What you have to do — Report every line in the listing that contains the string "each".

Input records —
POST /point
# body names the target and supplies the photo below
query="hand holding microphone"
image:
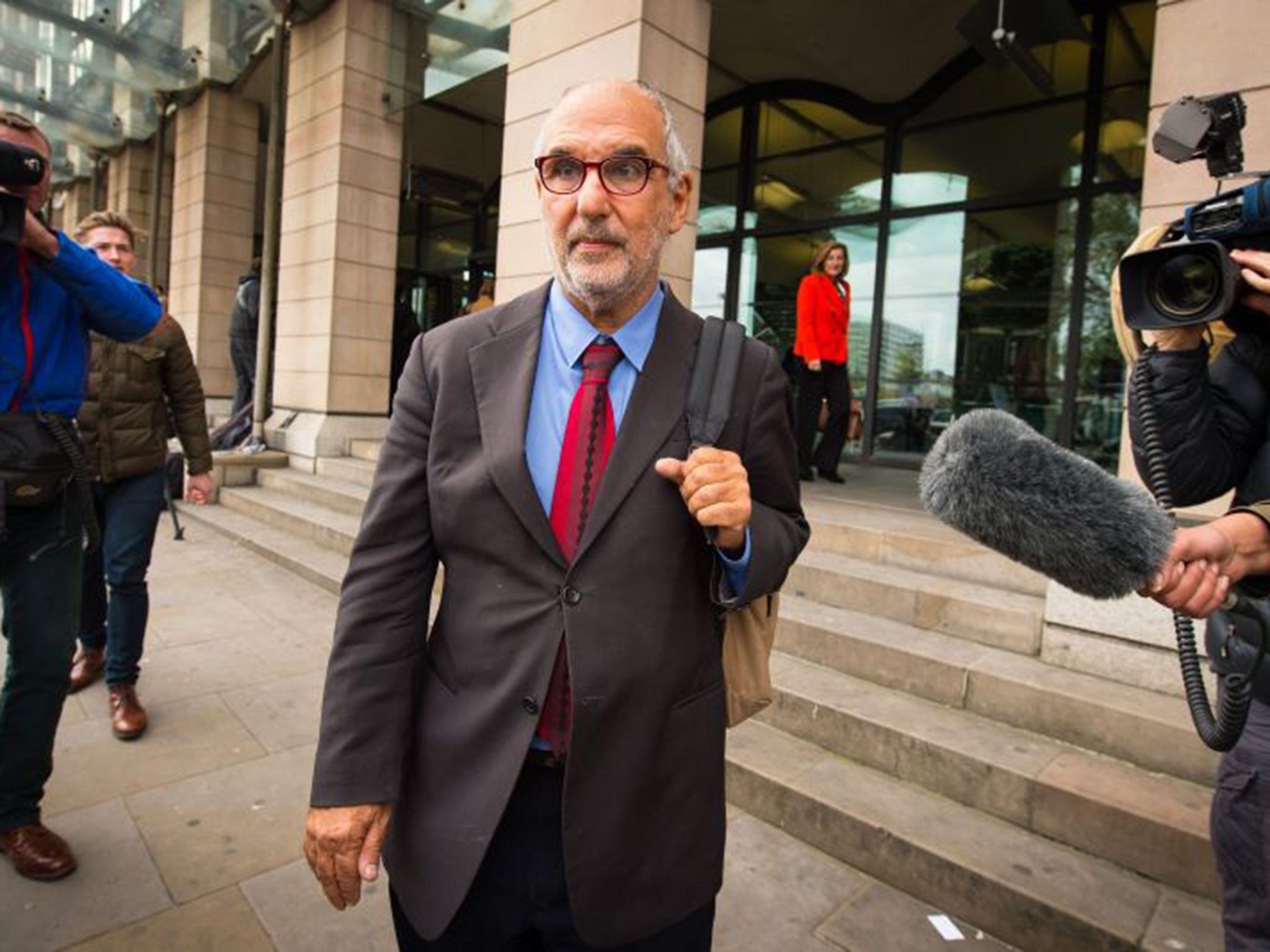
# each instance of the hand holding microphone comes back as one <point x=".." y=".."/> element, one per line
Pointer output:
<point x="1204" y="562"/>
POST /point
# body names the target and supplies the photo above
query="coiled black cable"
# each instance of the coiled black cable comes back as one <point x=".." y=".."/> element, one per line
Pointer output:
<point x="71" y="450"/>
<point x="1235" y="690"/>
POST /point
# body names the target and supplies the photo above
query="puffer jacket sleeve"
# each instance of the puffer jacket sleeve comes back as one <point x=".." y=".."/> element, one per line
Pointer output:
<point x="1212" y="420"/>
<point x="184" y="394"/>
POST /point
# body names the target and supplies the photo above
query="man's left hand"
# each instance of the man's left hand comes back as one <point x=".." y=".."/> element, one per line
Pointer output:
<point x="198" y="489"/>
<point x="716" y="488"/>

Response area —
# each instance of the hand holding microphone comes back as one <point x=".." y=".."/> element, one per line
# each instance of the coiled black cable comes back as one <point x=".." y=".."/> element, one per line
# each instance of the puffer jacket sleeve comes back as one <point x=".." y=".."/> element, one per line
# each instance of the man's left hand comes back as one <point x=".." y=".."/> element, one per line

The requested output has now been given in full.